**Problem requirements:** Convert the entries, from the line containing "Can you see the bird's eye" through the end of the entries, into a two-column CSV with the headers input and output. Give one row per entry, with the entry's text under input and its answer under output, each in a single quoted field with line breaks replaced by spaces.

**Extracted material:**

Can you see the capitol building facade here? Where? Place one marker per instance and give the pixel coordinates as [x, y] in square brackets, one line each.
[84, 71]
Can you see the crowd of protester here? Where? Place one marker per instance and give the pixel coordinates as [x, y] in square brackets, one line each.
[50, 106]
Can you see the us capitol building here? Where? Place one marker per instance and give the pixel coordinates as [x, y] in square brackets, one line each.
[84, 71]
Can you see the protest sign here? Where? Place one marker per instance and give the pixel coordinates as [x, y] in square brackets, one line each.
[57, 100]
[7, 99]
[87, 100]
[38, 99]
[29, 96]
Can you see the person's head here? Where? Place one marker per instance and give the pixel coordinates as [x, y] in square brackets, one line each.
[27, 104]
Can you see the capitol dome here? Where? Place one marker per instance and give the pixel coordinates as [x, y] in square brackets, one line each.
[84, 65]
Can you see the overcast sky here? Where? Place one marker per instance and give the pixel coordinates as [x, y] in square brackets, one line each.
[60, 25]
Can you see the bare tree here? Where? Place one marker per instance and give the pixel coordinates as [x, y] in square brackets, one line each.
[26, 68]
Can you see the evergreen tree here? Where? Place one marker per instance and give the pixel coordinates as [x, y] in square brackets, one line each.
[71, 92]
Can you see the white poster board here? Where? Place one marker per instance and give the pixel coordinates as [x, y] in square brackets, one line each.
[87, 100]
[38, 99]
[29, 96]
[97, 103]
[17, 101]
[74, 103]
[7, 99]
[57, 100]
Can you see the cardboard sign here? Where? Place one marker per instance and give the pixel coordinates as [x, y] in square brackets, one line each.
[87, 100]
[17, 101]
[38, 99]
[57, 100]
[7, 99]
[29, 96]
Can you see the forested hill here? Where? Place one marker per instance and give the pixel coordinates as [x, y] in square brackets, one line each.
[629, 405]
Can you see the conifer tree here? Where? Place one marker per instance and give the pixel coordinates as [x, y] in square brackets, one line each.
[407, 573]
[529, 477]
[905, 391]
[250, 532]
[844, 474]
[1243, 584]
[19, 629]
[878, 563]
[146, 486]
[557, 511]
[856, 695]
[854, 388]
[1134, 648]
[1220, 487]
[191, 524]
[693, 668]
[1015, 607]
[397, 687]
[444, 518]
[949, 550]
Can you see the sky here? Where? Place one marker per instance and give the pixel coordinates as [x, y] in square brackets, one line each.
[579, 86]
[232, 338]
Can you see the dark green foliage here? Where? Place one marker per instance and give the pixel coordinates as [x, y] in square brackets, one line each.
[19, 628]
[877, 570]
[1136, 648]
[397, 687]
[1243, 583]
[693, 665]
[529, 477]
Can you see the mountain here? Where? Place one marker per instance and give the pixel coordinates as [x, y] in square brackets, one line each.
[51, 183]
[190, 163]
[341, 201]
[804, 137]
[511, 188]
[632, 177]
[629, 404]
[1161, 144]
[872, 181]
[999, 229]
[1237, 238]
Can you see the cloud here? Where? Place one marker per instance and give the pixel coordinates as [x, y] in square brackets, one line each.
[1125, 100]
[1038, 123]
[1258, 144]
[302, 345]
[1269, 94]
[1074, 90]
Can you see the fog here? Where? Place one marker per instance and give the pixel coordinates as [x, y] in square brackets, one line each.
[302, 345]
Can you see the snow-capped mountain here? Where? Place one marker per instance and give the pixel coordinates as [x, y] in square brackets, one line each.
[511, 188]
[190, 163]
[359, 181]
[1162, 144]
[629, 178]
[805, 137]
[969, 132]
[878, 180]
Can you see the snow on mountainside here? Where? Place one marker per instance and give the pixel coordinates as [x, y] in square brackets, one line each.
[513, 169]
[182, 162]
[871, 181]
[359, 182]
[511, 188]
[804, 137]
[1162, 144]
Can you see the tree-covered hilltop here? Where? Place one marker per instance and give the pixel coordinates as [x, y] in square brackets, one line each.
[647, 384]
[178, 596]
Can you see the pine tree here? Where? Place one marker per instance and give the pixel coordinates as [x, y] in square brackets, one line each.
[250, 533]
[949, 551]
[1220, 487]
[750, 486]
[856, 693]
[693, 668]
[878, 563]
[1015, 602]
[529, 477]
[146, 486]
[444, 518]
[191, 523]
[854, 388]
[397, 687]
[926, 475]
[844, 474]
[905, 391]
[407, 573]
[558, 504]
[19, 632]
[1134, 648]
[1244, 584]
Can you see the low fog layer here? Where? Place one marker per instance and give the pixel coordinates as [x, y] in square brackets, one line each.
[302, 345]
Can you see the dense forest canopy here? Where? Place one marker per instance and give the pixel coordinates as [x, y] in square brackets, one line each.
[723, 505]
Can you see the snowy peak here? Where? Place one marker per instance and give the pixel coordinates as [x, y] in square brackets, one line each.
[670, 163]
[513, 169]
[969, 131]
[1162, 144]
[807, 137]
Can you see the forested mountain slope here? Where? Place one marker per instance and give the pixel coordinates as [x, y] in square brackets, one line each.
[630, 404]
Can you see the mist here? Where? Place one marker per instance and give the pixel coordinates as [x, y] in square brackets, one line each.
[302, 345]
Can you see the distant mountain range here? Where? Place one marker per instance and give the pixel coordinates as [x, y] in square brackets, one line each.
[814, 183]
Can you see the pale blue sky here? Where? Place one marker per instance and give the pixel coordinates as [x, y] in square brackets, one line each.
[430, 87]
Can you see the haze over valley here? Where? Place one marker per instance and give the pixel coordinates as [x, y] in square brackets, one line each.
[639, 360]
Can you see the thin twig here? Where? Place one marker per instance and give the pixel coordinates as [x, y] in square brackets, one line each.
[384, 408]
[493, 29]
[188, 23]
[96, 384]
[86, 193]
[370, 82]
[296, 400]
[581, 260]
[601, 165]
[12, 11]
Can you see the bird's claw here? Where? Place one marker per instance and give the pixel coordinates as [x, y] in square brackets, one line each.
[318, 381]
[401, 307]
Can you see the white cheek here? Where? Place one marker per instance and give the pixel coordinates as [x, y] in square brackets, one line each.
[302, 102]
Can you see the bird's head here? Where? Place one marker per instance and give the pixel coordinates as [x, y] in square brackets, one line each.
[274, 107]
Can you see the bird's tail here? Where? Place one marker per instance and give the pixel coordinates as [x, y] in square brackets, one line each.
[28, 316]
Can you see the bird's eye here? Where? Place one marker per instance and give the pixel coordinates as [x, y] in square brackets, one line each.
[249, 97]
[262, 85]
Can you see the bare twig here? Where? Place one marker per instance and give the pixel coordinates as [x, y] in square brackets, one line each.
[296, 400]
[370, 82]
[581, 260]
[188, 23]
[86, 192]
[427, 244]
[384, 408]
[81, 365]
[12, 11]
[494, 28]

**Problem solution:**
input,output
"Can you see the bird's eye here? Where? Place one marker per instance and give the pixel coordinates as [x, y] in square brackets, one line each.","[249, 97] [262, 85]"
"Can you see the bare twig here? Where? Place one marker per instance and give the pixel coordinates as [x, y] in square brackets, one line each.","[296, 400] [370, 82] [581, 260] [188, 23] [86, 192] [427, 244] [384, 408] [81, 365] [12, 11] [494, 28]"